Records to use:
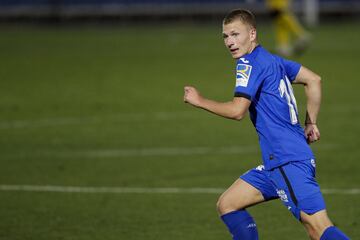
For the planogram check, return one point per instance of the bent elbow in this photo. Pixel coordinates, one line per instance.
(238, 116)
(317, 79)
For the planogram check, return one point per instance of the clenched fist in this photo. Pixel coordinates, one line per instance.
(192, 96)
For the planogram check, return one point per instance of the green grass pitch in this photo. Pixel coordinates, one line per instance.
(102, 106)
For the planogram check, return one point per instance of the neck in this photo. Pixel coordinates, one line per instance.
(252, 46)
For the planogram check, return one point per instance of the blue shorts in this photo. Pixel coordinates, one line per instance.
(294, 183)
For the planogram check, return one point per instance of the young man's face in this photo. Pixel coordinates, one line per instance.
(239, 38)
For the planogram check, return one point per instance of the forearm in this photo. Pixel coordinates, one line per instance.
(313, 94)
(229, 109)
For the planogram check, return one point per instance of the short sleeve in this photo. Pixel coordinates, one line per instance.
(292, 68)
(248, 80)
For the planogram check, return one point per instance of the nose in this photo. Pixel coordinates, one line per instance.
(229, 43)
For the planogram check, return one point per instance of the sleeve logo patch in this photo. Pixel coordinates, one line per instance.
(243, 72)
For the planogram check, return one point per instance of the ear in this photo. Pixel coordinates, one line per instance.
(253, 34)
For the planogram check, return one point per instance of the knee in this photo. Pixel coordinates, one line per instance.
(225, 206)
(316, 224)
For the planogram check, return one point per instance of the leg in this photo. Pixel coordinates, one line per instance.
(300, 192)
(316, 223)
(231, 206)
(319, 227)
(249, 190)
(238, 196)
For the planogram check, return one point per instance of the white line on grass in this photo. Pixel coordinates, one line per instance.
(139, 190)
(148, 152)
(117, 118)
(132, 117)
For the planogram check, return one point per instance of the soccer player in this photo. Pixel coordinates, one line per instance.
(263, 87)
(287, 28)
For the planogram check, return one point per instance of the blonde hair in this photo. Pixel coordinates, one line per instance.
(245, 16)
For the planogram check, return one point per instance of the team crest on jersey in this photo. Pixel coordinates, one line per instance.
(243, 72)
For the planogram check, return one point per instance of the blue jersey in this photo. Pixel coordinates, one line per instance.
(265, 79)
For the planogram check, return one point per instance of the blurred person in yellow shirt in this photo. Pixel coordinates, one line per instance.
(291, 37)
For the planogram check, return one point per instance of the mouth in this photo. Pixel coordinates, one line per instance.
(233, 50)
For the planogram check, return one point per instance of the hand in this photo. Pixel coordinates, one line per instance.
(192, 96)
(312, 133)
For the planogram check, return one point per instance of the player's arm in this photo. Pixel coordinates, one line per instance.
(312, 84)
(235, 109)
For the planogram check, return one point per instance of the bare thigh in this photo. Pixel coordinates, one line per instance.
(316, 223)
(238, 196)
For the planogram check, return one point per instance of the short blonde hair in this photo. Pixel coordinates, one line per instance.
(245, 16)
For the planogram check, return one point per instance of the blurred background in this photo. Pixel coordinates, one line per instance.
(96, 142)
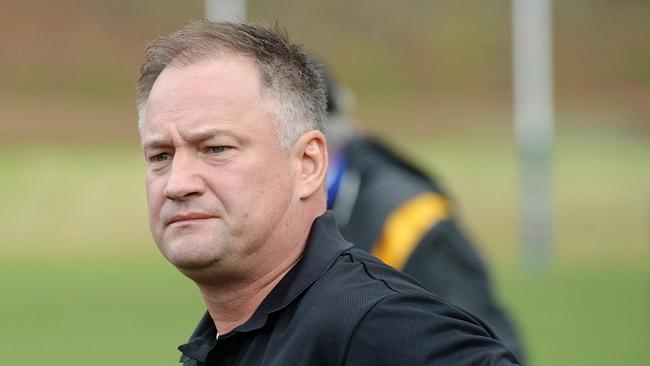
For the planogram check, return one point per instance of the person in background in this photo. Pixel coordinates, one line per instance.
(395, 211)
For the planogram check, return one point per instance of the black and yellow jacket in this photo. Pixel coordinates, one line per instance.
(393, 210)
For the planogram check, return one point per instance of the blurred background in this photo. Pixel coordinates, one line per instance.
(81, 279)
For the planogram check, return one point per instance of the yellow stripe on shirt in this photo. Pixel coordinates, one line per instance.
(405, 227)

Directions:
Omitting all images, retype each line of the records precisely.

Final answer:
For the planogram check, return one point per instance of the bent elbow in this photo. Pixel coordinates, one line per instance.
(238, 116)
(317, 79)
For the planogram check, return one point per instance of the clenched fist in this photo. Pixel coordinates, one line per instance.
(192, 96)
For the planogram check, return one point per instance of the green grass pitch in this photo. Pixel coordinates, one line per instance.
(102, 106)
For the planogram check, return one point per instance of the neck in this photo. Pixel coordinates, one line per instance.
(252, 46)
For the planogram check, return one point per instance of the blue shorts in this photo. Pixel coordinates, one line per instance.
(294, 183)
For the planogram check, return one point per instance of the young man's face in this photo. Pixel coordinates, one line per instance.
(239, 38)
For the planogram check, return one point per instance of the forearm in this photo. Pixel coordinates, one line per instance.
(313, 94)
(229, 109)
For the planogram check, return one point per instance of the short sleeve in this photo. Pixel coordinates, one line per instance.
(292, 68)
(248, 80)
For the planogram check, return one point per instance of the nose in this photo. Pixel coordinates, one line per instance.
(229, 43)
For the planogram check, return one point per instance of the sleeve logo patch in this photo. Pixel coordinates, one line per instance.
(243, 72)
For the planogram check, return one point per instance of the ear in this photo. Pixel coordinates, one line per instance.
(253, 34)
For the planogram check, return one point per instance of the knee in this photo. Pixel coordinates, one line per instance.
(225, 206)
(316, 224)
For the planogram check, return one point per instance of the leg in this photo. Pixel coordinates, one line per instance.
(300, 192)
(316, 223)
(231, 206)
(319, 227)
(249, 190)
(238, 196)
For the planogram check, return one point per instance of the white line on grass in this photo. Pixel coordinates, one line per instance.
(139, 190)
(148, 152)
(117, 118)
(132, 117)
For the planogram check, return one point per instance of the soccer player in this photo. Pixel coordinates, one line per instance.
(263, 87)
(287, 28)
For the planogram check, return one point per instance of the blonde hair in this photo. Pixel coordinates, one line per instance.
(245, 16)
For the planogram check, return one point per instance of the team crest on jersey in this photo. Pixel coordinates, one line per instance.
(243, 72)
For the planogram check, return one point per instance of the blue jersey in this photo. Pixel coordinates, one line per instance.
(265, 79)
For the planogram check, return one point per instance of the blurred person in yellow shirt in this photo. Pixel coordinates, one line per instance.
(291, 37)
For the planogram check, return one point per instance of the mouth in this photo. Pixel coordinates, one line per instance.
(233, 50)
For the planogram check, return one point per instance of the hand in this photo. Pixel coordinates, one line per instance.
(192, 96)
(312, 133)
For the planogram check, return one point per instance of the player's arm in this photo. Pixel coordinates, one line per instance.
(312, 84)
(235, 109)
For the planogram check, return one point per instance of the bare thigh in this photo. Pixel coordinates, one line per instance.
(316, 223)
(238, 196)
For the planogram check, return one point per instance of the short blonde hair in this photo. Pixel coordinates, one line per instance.
(245, 16)
For the planogram check, return one point per instance of the blurred background in this photo. Pixel coordinates, one line per instance.
(96, 142)
For the planogram check, return one point per instance of the person in background in this photo. Pixel coordinates, one line per instance.
(395, 211)
For the planogram check, return one point per instance of the black and yellow jacket in this photo. Pixel coordinates, one line per instance.
(393, 210)
For the planogram check, return one point per instance of the blurred background in this photo. Pixel coordinates, one line per instance.
(81, 279)
For the planogram check, return one point per instance of the yellow stripe on shirt in this photo. Pixel coordinates, one line per instance.
(405, 227)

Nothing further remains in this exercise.